» **SELECTED EXCERPT**:
0

I'm trying to group the results i get date wise.

Please refer my previous question. How to ignore http link in string and return everything else?

Basically right now i get the schedule list but that doesn't include any date in it, So it's hard to understand which event is going to go live on which date and time, it's confusing people because of no date as it shows same timing for multiple events which is actually going to go live on a different date.

From the previous question, I got a solution which is perfect (Thanks Denomales for the solution!) but just no date.

Here's the solution regex:

<font(?=\s|>)(?=(?:[^>=|&)]*|='[^']*'|="[^"]*"|=[^'"][^\s>]*)*?\scolor=['"]?green['"]?)(?:[^>=|&)]|='(?:[^']|\\')*'|="(?:[^"]|\\")*"|=[^'"][^\s>]*)*>\s*(?:Stream\s*)?((?:(?!<\/font>).)*)<\/font>\s*[^<]*?([^<]+)\s+(\d+.\d+\s*\w{2}\s*-\s*\d+.\d+\s*\w{2})[^<]*?<font(?=\s|>)(?=(?:[^>=|&)]*|='[^']*'|="[^"]*"|=[^'"][^\s>]*)*?\scolor=['"]?gold['"]?)(?:[^>=|&)]|='(?:[^']|\\')*'|="(?:[^"]|\\")*"|=[^'"][^\s>]*)*>(?:Stream\s*)?((?:(?!\s*https?:|<\/font>).)*)

And here's the sample data:

<font color="black" size="6">---</font><p>
<font color="red" size="6">FRIDAY 6TH SEPTEMBER</font><p>
<font color="gold"> *ENGLISH* </font> Some event with quotes, comma, slashes, dots and more 9.00pm-5.00pm <font color="red">Channel 18</font><p>
<font color="gold"> *ITALIAN* </font> Some event with quotes, comma, slashes, dots and more 9.50pm-10.00pm <font color="red">Channel 02</font><p>
<font color="gold"> *ENGLISH* </font> Some event with quotes, comma, slashes, dots and more 10:00AM-12:00pm <font color="red">Channel 05</font><p>
<font color="gold"> *JAPANESE* </font> Some Event Name 11.20am-1.20pm <font color="red">CHANNEL IP 2 STREAM http://domain.com/abc/channel2.html</font><p>
<font color="black" size="6">---</font><p>
<font color="red" size="6">FRIDAY 7TH SEPTEMBER</font><p>
<font color="gold"> *ENGLISH* </font> Some event with quotes, comma, slashes, dots and more 9.00pm-5.00pm <font color="red">Channel 18</font><p>
<font color="gold"> *ITALIAN* </font> Some event with quotes, comma, slashes, dots and more 9.50pm-10.00pm <font color="red">Channel 02</font><p>
<font color="gold"> *ENGLISH* </font> Some event with quotes, comma, slashes, dots and more 10:00AM-12:00pm <font color="red">Channel 05</font><p>
<font color="gold"> *JAPANESE* </font> Some Event Name 11.20am-1.20pm <font color="red">CHANNEL IP 2 STREAM http://domain.com/abc/channel2.html</font><p>

Now I'm trying to get the date (FRIDAY 6TH SEPTEMBER) in YYYY-MM-DD format and then the events schedule.

» **DATA EXCERPT**:

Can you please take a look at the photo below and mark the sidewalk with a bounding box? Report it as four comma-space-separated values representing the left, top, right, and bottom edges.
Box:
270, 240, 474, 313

» **GIVEN EXERCISE A**: In the forum question above about grouping regex results by date, rewrite the paragraph beginning "Basically right now i get the schedule list" as a shorter bulleted list that keeps its main facts.
» **GIVEN EXERCISE B**: In the forum question above about grouping regex results by date, what format does the poster want the date in?
» **GIVEN EXERCISE C**: Extend the forum question above about grouping regex results by date, picking up after its final sentence.

» **EXPECTED ANSWER A**:
- The current schedule list contains no dates.
- Without dates, it is hard to tell on which date and time each event will go live.
- Several events show the same timing even though they go live on different dates, which confuses people.

» **EXPECTED ANSWER B**: YYYY-MM-DD.

» **EXPECTED ANSWER C**:
Example output expecting:

Array(
  ['2013-09-06'] => Array (
    [0] => Array (
      'language'   => 'ENGLISH',
      'title'      => 'Some event name',
      'startTime'  => '9:00pm',
      'endTime'    => '5:00pm',
      'channel'    => 'channel 18',
      'channelNum' => '18'
    ),
    [1] => Array (
      'language'   => 'ITALIAN',
      'title'      => 'Some event name',
      'startTime'  => '12:00pm',
      'endTime'    => '2:00pm',
      'channel'    => 'Channel IP 2',
      'channelNum' => '2'
    ),
    [2] => Array (
      'language'   => 'ENGLISH',
      'title'      => 'Some event name',
      'startTime'  => '6:00pm',
      'endTime'    => '8:00pm',
      'channel'    => 'channel 20',
      'channelNum' => '20'
    ),
  ),
  ['2013-09-07'] => Array (
    [0] => Array (
      'language'   => 'ENGLISH',
      'title'      => 'Some event name',
      'startTime'  => '9:00pm',
      'endTime'    => '5:00pm',
      'channel'    => 'channel 18',
      'channelNum' => '18'
    ),
    [1] => Array (
      'language'   => 'ITALIAN',
      'title'      => 'Some event name',
      'startTime'  => '12:00pm',
      'endTime'    => '2:00pm',
      'channel'    => 'Channel IP 2',
      'channelNum' => '2'
    ),
    [2] => Array (
      'language'   => 'ENGLISH',
      'title'      => 'Some event name',
      'startTime'  => '6:00pm',
      'endTime'    => '8:00pm',
      'channel'    => 'channel 20',
      'channelNum' => '20'
    ),
  ),
)

Example output is just random made up output, not a real data or anything.

Can anyone help ? Would really appreciate.

Note: I don't want to use any HTML parsing libs, So please don't recommend unless you have the solution which is much better than regex which i have right now.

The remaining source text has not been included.